**Supplied data**
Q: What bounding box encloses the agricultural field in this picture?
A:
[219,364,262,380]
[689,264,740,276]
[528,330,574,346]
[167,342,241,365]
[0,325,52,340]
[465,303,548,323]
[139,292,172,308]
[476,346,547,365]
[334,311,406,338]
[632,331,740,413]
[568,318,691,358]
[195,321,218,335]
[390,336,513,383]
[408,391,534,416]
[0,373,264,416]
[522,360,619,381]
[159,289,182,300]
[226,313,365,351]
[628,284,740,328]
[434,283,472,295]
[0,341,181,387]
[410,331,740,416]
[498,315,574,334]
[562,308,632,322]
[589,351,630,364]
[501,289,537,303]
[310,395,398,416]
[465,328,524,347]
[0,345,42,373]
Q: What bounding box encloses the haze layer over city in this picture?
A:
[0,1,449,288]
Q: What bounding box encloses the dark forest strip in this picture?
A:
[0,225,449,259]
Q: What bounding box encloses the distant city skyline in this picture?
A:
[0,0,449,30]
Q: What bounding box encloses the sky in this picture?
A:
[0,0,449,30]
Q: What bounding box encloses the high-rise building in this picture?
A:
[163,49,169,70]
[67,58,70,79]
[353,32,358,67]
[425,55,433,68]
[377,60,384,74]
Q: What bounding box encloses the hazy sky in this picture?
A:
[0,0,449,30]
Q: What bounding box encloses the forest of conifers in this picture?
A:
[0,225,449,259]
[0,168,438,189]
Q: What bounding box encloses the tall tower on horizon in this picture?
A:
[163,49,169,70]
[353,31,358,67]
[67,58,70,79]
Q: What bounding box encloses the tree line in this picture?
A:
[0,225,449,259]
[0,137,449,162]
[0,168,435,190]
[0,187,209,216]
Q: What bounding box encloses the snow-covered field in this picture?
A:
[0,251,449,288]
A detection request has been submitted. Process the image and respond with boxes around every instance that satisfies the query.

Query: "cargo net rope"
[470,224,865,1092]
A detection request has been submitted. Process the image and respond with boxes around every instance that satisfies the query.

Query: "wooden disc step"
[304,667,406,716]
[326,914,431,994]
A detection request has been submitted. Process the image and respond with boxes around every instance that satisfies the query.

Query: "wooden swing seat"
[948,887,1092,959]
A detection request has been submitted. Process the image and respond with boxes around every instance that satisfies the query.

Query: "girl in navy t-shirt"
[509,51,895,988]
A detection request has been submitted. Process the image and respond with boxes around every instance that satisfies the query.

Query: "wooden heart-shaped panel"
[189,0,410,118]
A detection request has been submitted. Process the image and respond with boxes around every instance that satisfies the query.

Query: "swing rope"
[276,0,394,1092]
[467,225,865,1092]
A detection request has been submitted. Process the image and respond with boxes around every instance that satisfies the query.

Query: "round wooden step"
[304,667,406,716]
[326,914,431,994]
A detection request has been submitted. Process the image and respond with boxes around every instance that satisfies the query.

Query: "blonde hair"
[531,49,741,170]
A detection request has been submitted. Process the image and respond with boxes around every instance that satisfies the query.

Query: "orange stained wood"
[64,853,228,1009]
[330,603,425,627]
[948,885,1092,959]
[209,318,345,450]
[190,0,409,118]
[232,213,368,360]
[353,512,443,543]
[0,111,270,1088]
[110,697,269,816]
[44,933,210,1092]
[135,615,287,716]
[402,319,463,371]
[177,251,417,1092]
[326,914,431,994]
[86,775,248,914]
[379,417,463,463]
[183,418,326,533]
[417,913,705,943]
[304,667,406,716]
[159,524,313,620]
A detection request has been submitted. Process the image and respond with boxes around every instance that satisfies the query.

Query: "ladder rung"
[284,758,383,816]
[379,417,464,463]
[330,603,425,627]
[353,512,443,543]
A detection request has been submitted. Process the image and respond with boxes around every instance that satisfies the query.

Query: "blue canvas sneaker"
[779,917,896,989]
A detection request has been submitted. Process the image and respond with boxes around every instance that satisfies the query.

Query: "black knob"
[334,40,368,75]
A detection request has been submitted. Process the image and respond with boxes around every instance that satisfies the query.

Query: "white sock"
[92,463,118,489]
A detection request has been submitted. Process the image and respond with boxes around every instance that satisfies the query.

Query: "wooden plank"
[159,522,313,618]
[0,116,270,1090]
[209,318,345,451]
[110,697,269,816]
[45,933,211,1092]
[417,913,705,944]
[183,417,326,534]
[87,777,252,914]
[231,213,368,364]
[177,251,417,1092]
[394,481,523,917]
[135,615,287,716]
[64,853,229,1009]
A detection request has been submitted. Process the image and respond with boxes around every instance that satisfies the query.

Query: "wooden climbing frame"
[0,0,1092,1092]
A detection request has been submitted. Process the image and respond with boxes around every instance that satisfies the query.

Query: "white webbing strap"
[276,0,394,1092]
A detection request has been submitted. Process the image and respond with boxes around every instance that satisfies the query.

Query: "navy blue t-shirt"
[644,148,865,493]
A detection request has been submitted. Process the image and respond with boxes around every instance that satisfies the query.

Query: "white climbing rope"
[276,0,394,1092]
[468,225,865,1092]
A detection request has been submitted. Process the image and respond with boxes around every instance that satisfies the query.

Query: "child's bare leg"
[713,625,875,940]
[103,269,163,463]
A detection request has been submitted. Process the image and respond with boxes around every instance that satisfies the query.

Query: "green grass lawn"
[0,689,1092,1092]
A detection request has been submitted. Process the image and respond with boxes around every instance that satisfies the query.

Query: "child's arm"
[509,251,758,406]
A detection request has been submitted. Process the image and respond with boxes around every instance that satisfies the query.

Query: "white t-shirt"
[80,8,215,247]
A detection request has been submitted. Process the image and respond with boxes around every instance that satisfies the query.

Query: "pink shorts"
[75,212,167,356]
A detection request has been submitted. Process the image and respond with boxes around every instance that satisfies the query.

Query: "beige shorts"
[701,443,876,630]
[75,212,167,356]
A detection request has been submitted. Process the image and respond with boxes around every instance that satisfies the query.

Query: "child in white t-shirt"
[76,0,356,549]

**Stated exercise**
Find each line in the data above that contains the word "blue" and copy those lines out in full.

**Problem solution**
Query: "blue canvas sneaker"
Query: "navy blue t-shirt"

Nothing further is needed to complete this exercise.